4 The Resistance Towards Visual and Multimodal Argumentation
As demonstrated in the brief account above, there seems to be general agreement that visuals and imagery can play an important role in argumentation. However, ever since the first studies on visual argumentation, there has been resistance to the idea that pictures can constitute arguments. In general, the attitude is that argumentation is closely related to the explicit use of words and therefore cannot be argumentation in any proper sense. This is not surprising since the study of argumentation has been a study of verbal communication for more than 2,000 years.
We may differentiate between two kinds of critical positions towards visual argument. The first is a general assumption that argumentation is a verbal phenomenon. We can call this passive resistance to visual argument since it does not involve any active argumentation against the existence of visual argumentation but rather assumes that all argumentation is verbal. The second position we can call active resistance to visual argument since its proponents actively argue against the existence of visual argumentation.
We find the position of passive resistance in many of the classic works of argument. In The Uses of Argument, for instance Toulmin analyses “the layout of arguments”, and studies “the operation of arguments sentence by sentence” (Toulmin 1958: 94, my italics). In such works, the connections between verbal language and argumentation is strengthened by the fact that premises and conclusions in an argument follow each other like words follow each other in speech or writing. Both argumentation and verbal creation of meaning are a matter of connecting thoughts with other thoughts in a sequential order. An argument is understood as a “train of reasoning”. It is a connection between premises and conclusions, “a sequence of interlinked claims and reasons that between them establish the content and force of the proposition for which a particular speaker is arguing” (Toulmin et al. 1984: 5).
In the same way, Perelman and Olbrechts-Tyteca define the subject for argumentation studies as “the discursive techniques allowing us to induce or to increase the mind’s adherence to the theses presented for its assent” (1969: 4). In an early edition of Fundamentals of Argumentation, van Eemeren, Grootendorst and Kruiger unequivocally defined argumentation as a “verbal activity”: Argumentation can be accompanied by the use of non-verbal means of communication, but without the use of language there can be no argumentation (1987: 2, 5). Later, however, pragma-dialectics warmed to the idea of non-verbal argumentation and several pragma-dialectic studies of visual argument appeared (e.g. Groarke 2002; Feteris et al. 2011; cf. the brief account on pragma-dialectics above).

WHAT TO WORK ON »
Copy the passage on visual argumentation between "We find the" and "al. 1984: 5).", inclusive, swapping each "premises" for "grounds".

SUPPLIED RECORDS »
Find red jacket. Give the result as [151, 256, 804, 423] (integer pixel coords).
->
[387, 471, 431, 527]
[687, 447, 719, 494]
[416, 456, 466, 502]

TASK SOLUTION »
We find the position of passive resistance in many of the classic works of argument. In The Uses of Argument, for instance Toulmin analyses “the layout of arguments”, and studies “the operation of arguments sentence by sentence” (Toulmin 1958: 94, my italics). In such works, the connections between verbal language and argumentation is strengthened by the fact that grounds and conclusions in an argument follow each other like words follow each other in speech or writing. Both argumentation and verbal creation of meaning are a matter of connecting thoughts with other thoughts in a sequential order. An argument is understood as a “train of reasoning”. It is a connection between grounds and conclusions, “a sequence of interlinked claims and reasons that between them establish the content and force of the proposition for which a particular speaker is arguing” (Toulmin et al. 1984: 5).